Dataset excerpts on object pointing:
* * * * * * * * *

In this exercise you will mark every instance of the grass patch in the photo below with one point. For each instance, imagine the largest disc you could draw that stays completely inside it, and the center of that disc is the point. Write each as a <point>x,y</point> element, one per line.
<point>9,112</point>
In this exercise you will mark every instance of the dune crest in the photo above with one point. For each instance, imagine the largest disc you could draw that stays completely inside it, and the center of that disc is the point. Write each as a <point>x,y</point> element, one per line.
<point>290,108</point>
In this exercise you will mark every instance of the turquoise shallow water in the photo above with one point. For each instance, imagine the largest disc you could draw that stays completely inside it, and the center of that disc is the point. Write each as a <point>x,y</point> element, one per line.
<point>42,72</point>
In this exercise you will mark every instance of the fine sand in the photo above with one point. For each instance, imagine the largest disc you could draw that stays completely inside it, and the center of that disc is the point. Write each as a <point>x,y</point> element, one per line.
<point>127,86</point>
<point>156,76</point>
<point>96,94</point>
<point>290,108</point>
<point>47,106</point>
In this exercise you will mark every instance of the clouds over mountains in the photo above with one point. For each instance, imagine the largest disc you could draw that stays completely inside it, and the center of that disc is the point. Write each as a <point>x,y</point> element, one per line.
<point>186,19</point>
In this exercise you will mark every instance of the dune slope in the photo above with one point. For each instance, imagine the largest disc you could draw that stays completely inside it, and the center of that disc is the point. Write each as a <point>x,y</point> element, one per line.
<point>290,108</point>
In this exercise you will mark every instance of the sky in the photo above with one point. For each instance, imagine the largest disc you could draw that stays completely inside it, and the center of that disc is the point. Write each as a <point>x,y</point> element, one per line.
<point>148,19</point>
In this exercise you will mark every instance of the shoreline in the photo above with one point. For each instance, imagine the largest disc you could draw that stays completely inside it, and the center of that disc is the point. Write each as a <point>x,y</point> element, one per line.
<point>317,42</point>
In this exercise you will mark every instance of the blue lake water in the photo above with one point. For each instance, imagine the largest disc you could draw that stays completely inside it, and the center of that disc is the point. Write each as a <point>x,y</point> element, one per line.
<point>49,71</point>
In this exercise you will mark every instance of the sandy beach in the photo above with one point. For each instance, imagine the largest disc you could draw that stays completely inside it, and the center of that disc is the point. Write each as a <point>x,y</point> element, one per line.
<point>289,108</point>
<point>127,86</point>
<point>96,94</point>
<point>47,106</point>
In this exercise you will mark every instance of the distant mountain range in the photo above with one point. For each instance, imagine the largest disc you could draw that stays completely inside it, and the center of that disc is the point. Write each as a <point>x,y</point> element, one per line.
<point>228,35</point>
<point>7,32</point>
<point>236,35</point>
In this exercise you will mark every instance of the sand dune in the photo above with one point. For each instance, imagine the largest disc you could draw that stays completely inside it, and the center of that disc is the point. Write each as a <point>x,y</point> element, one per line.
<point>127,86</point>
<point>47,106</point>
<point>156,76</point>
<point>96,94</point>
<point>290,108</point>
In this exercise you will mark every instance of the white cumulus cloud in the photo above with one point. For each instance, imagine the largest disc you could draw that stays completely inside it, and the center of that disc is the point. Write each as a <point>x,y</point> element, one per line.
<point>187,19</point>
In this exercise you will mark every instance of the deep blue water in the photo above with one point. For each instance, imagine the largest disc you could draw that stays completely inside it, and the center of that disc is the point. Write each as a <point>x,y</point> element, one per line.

* * * * * * * * *

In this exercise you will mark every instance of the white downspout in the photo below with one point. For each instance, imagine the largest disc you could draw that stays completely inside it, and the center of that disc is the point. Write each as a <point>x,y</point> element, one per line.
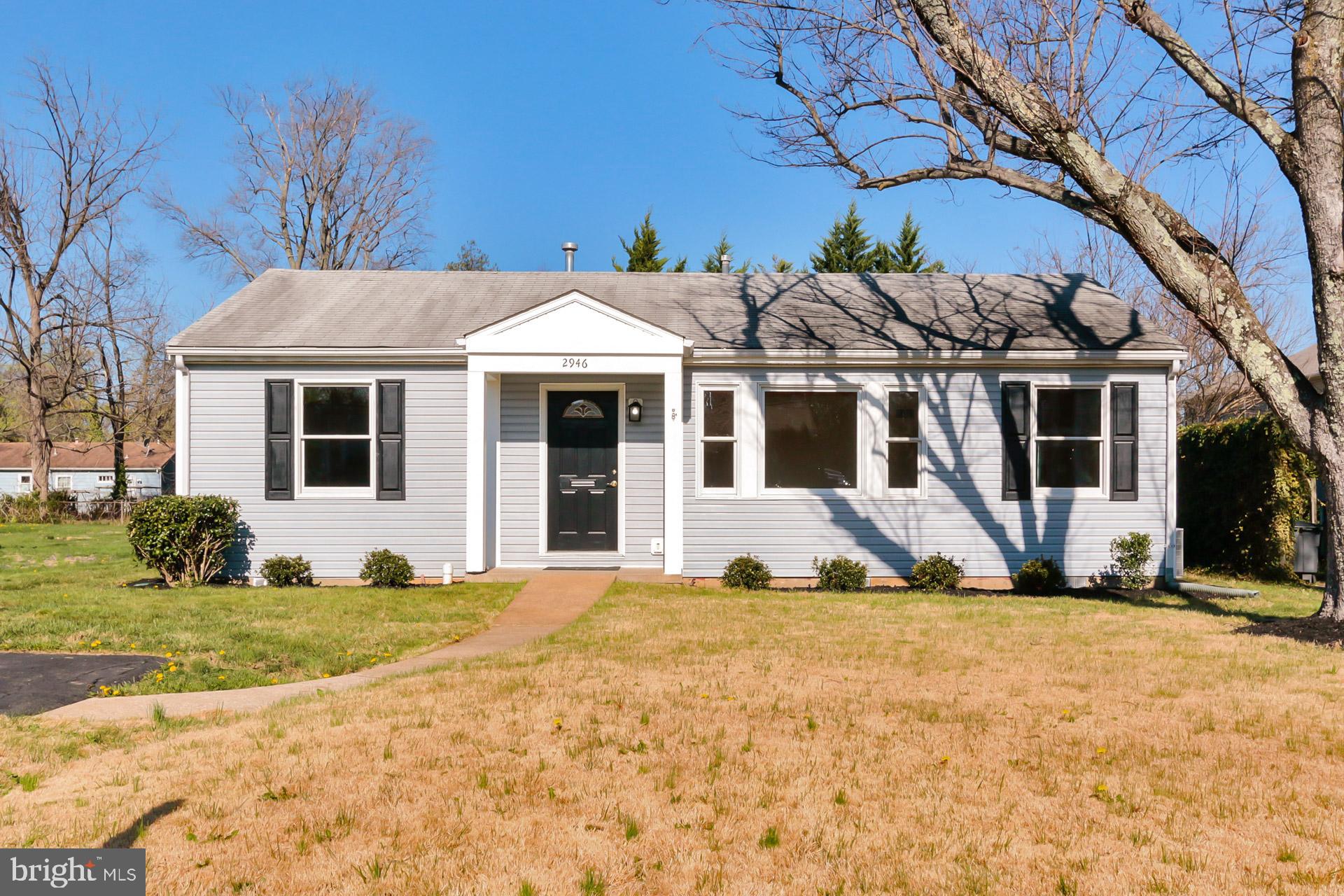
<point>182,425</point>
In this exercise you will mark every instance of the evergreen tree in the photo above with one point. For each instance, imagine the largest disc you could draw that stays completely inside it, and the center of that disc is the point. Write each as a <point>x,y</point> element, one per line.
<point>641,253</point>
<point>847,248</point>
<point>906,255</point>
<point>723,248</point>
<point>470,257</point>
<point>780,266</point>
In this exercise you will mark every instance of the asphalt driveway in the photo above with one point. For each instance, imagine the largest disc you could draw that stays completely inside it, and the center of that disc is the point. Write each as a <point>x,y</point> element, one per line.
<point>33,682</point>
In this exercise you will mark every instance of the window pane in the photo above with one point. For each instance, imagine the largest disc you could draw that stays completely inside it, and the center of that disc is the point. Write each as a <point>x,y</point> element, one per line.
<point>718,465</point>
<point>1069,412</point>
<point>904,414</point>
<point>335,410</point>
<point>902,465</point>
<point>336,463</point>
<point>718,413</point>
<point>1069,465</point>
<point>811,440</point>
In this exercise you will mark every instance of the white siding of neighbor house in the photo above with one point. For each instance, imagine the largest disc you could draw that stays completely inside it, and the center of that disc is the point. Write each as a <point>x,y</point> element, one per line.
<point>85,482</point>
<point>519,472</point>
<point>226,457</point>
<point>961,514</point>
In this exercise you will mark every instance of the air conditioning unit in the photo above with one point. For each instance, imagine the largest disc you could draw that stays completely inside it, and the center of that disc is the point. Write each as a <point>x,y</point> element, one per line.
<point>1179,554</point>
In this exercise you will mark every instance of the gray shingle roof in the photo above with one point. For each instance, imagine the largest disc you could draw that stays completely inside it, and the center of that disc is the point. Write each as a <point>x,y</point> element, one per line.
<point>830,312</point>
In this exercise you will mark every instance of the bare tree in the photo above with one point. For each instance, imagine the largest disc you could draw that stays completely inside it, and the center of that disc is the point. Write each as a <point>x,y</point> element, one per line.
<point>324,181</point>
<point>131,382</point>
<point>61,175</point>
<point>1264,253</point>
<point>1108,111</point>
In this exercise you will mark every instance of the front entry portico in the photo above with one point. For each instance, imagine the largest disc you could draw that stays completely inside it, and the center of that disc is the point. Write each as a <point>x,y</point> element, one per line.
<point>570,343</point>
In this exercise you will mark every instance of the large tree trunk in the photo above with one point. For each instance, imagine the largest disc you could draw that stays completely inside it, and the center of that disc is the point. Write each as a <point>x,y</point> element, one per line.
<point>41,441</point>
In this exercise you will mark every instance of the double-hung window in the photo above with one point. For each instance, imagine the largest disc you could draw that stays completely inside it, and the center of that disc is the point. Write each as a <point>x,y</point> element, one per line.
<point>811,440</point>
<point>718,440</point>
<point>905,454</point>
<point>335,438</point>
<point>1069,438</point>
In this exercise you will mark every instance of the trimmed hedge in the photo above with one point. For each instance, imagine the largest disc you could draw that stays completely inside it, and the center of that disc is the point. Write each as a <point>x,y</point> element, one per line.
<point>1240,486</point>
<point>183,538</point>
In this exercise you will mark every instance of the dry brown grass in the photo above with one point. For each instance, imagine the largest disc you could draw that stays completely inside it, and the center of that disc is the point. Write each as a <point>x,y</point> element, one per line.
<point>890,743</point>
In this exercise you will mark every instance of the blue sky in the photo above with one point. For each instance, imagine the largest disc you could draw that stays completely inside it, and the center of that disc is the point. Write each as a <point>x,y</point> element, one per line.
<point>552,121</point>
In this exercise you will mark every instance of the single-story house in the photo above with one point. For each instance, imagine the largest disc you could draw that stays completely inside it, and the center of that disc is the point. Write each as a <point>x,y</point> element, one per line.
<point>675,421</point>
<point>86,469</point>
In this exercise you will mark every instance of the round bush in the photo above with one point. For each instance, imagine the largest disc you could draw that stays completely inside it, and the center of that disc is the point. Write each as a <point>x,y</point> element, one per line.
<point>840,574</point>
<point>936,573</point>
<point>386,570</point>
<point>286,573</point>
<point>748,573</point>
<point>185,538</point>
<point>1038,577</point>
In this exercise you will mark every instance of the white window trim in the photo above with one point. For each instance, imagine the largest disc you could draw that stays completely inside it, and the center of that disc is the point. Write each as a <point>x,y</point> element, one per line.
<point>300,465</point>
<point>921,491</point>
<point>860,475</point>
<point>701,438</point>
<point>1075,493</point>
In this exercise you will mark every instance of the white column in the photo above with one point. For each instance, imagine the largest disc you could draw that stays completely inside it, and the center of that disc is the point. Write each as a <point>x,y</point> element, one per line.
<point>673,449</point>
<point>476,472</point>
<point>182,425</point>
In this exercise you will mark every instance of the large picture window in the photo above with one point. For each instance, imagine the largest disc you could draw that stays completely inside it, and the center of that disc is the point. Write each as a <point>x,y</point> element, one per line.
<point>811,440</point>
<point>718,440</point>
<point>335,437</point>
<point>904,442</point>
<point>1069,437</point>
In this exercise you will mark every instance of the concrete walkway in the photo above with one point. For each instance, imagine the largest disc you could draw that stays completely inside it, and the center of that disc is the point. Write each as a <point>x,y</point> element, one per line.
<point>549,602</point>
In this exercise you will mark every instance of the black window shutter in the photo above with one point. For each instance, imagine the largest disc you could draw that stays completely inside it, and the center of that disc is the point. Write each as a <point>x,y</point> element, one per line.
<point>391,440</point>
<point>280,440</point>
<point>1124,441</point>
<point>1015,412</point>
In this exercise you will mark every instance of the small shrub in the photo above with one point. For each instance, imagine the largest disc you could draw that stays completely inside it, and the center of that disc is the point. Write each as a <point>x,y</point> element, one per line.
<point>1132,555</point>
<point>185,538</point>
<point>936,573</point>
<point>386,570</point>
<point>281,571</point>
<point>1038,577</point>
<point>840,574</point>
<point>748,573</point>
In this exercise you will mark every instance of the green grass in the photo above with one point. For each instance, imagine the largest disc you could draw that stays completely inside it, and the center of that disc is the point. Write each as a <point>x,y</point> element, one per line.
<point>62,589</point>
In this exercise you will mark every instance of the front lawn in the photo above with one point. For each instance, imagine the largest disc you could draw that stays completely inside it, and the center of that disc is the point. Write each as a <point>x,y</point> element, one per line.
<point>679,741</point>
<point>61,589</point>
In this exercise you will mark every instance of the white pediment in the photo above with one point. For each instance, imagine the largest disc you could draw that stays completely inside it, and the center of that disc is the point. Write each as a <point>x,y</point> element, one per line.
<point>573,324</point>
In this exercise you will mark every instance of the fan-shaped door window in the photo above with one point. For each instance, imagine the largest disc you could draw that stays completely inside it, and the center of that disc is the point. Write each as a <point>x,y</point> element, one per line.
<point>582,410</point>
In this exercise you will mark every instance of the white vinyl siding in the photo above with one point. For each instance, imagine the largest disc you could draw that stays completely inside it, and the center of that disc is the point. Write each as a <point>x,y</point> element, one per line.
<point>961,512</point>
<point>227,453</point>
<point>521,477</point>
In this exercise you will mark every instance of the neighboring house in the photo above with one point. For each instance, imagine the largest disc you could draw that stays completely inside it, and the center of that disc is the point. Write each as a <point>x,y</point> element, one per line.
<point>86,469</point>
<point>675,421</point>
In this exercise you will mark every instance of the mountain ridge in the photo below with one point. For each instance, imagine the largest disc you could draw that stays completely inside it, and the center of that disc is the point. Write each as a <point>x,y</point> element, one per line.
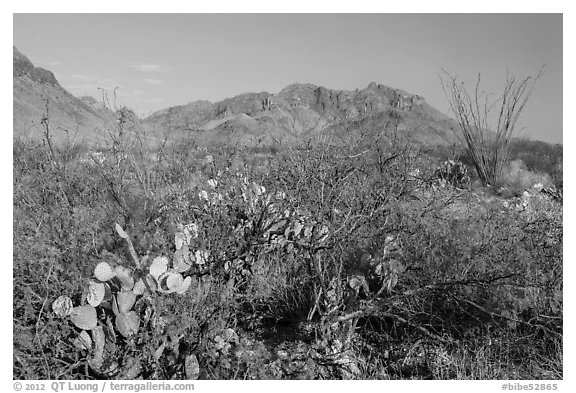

* * * * * * * * *

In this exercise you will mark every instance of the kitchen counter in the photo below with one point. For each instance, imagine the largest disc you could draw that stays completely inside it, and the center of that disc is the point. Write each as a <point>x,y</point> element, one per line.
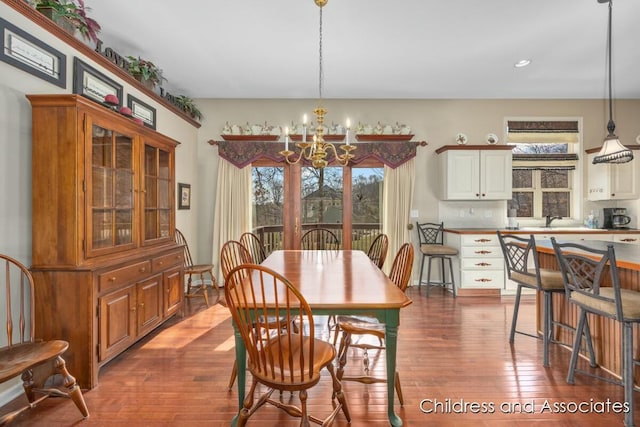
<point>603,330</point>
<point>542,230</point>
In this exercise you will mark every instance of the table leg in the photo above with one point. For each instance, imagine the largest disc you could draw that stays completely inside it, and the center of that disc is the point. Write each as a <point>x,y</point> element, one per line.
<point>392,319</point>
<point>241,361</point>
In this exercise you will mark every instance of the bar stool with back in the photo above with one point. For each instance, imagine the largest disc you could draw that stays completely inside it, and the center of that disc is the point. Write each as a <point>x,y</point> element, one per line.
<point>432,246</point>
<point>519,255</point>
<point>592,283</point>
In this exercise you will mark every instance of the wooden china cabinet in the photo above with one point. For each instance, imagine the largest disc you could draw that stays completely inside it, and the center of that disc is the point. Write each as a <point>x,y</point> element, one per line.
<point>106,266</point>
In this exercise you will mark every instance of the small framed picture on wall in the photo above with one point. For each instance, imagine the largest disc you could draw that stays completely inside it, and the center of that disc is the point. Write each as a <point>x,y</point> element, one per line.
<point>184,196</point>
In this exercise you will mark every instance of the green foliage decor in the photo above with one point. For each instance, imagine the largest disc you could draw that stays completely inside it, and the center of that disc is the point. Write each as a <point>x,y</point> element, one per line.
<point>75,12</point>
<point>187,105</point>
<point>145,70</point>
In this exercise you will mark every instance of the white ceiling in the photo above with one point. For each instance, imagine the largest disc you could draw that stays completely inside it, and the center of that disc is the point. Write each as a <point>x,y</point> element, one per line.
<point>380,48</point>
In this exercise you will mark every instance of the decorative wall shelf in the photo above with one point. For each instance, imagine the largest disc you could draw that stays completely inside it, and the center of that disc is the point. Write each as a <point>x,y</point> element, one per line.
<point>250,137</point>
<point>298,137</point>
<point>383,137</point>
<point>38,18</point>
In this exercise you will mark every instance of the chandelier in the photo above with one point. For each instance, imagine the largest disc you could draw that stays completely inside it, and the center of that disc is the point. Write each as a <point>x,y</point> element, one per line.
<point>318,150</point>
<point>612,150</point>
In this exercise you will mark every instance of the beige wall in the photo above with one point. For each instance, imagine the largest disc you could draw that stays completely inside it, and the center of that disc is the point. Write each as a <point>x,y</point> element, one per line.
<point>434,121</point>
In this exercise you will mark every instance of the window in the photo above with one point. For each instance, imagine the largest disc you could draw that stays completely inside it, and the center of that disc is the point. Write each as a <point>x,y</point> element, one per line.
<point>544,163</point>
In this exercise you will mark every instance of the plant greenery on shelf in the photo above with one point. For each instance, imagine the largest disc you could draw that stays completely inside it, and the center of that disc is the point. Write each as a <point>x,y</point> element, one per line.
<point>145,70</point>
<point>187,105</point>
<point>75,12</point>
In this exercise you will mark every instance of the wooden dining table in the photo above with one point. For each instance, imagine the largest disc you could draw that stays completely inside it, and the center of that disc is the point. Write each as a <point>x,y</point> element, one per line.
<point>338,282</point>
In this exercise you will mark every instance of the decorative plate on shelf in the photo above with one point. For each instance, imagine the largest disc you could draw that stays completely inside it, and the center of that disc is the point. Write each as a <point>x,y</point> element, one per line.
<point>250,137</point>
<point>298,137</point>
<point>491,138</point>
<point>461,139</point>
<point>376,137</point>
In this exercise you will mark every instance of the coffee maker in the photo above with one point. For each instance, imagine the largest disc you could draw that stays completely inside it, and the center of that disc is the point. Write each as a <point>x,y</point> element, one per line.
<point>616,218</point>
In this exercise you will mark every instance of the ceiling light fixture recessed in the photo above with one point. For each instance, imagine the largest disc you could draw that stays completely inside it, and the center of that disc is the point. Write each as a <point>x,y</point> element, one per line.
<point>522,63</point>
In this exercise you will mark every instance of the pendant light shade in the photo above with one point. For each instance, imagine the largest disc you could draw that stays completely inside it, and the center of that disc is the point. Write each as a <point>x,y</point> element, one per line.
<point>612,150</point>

* * * * * * * * *

REQUEST
Copy the items word for word, starting at the line that contains "In this exercise you will mark every instance of the evergreen" and stopping after the line that contains "<point>641,253</point>".

SOLVED PROBLEM
In this exercise you will mark every instance of the evergreen tree in the photo above with one point. For each instance, imagine the largest disc you could draw that stays completely inside it, and the center of that disc is the point. Write each as a <point>x,y</point> element, one per line.
<point>641,253</point>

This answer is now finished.